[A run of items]
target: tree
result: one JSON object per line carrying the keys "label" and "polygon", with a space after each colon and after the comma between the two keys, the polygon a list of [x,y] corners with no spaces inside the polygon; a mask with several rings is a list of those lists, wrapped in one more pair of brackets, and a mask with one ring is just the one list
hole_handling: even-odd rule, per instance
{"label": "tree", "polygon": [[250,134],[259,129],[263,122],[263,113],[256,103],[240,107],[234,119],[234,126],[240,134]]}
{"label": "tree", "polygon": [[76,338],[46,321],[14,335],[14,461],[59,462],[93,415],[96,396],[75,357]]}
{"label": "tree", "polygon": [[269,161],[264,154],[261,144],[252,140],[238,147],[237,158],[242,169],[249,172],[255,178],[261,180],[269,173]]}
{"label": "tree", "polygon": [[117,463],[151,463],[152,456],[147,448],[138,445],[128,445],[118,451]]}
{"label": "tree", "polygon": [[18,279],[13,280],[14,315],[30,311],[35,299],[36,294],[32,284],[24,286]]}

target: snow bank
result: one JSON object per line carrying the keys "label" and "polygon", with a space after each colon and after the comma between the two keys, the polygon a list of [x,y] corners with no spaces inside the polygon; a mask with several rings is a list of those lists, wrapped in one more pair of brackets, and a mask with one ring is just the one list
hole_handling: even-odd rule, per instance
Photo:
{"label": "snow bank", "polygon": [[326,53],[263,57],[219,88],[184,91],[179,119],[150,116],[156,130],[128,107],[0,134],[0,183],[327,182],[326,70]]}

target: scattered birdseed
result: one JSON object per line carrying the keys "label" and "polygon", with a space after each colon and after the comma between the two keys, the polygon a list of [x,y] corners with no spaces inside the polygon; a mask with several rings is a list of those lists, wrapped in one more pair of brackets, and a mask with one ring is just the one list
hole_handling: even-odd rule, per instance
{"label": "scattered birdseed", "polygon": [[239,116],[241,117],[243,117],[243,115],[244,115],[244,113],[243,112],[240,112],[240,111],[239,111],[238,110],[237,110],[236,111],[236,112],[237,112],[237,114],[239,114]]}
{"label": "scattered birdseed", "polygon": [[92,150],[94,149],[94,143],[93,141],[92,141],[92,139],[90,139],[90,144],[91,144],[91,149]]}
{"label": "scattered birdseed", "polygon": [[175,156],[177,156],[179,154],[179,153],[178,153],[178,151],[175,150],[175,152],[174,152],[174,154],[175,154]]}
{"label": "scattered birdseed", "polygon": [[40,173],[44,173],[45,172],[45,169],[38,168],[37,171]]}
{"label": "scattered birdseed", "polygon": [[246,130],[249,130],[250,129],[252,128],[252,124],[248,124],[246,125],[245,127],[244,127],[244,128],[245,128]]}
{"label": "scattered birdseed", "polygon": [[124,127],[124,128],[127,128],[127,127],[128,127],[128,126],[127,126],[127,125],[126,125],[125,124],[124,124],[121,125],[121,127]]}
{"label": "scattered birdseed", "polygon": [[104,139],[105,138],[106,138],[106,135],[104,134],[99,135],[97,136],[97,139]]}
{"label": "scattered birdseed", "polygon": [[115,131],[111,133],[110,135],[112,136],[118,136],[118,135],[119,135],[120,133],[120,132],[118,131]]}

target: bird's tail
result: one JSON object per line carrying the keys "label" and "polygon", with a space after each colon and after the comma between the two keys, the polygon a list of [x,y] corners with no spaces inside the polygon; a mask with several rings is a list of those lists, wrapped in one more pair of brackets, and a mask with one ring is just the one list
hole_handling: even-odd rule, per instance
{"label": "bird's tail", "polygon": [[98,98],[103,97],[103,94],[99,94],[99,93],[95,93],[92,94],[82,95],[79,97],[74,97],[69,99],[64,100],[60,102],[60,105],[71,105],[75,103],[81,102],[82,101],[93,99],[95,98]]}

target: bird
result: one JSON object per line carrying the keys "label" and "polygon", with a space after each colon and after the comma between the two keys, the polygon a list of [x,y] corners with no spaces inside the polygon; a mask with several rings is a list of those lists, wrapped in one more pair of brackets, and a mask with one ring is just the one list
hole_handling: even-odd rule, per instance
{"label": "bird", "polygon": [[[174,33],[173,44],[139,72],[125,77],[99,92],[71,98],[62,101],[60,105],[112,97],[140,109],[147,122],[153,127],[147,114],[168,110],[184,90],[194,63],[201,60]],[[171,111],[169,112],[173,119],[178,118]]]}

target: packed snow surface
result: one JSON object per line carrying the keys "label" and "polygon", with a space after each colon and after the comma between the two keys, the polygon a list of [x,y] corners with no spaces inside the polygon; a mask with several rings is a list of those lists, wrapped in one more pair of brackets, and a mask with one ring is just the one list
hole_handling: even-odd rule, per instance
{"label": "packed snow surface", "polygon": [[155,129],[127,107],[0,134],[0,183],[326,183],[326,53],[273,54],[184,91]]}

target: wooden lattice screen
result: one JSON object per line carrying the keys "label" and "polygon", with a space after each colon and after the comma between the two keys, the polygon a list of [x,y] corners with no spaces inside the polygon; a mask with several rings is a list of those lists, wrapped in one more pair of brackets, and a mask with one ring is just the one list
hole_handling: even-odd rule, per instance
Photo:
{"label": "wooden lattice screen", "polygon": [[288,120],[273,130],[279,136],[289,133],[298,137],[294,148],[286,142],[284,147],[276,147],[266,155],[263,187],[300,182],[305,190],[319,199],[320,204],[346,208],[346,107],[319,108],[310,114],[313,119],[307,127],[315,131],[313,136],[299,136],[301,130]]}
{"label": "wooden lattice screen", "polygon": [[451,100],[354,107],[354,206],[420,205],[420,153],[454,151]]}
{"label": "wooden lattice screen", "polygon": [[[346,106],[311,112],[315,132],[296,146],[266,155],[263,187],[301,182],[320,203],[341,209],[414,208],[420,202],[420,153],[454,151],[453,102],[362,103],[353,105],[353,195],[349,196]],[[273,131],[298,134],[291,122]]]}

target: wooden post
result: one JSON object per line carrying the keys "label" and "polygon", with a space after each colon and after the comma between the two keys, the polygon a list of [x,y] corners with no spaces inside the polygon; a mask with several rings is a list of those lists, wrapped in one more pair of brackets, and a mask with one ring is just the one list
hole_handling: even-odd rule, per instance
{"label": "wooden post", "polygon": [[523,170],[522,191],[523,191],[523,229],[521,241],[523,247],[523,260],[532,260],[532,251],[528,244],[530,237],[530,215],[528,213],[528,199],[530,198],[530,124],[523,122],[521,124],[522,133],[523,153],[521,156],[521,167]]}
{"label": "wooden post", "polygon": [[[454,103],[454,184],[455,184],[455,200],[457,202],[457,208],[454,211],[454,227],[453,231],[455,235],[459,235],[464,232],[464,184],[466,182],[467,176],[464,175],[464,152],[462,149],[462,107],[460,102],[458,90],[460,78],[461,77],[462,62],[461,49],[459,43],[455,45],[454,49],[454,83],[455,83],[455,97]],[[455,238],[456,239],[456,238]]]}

■ Problem ■
Swap "even-odd rule" for "nonzero winding rule" in the items from the line with "target: wooden post" through the end of the items, and give those lines again with everything else unchanged.

■ Output of the exercise ■
target: wooden post
result: one JSON object per line carrying the keys "label" and "polygon", with a space after each colon and after the comma between the two keys, the polygon a list of [x,y] corners with no spaces inside the polygon; a mask with several rings is a list of those lists, wrapped in one more pair of brackets, and a mask with one ring is just the one list
hole_handling: nonzero winding rule, per instance
{"label": "wooden post", "polygon": [[523,170],[522,191],[523,191],[523,229],[521,241],[523,247],[523,260],[532,260],[532,251],[528,244],[530,237],[530,215],[528,213],[528,199],[530,198],[530,124],[523,122],[521,124],[522,133],[523,153],[521,156],[521,167]]}
{"label": "wooden post", "polygon": [[[454,103],[454,184],[455,184],[455,200],[457,202],[457,208],[454,211],[454,227],[453,231],[455,235],[459,235],[464,232],[464,184],[466,182],[467,176],[464,175],[464,152],[462,149],[462,107],[460,102],[458,90],[460,78],[461,77],[462,62],[461,49],[459,43],[455,45],[454,49],[454,83],[455,83],[455,97]],[[455,238],[456,239],[456,238]]]}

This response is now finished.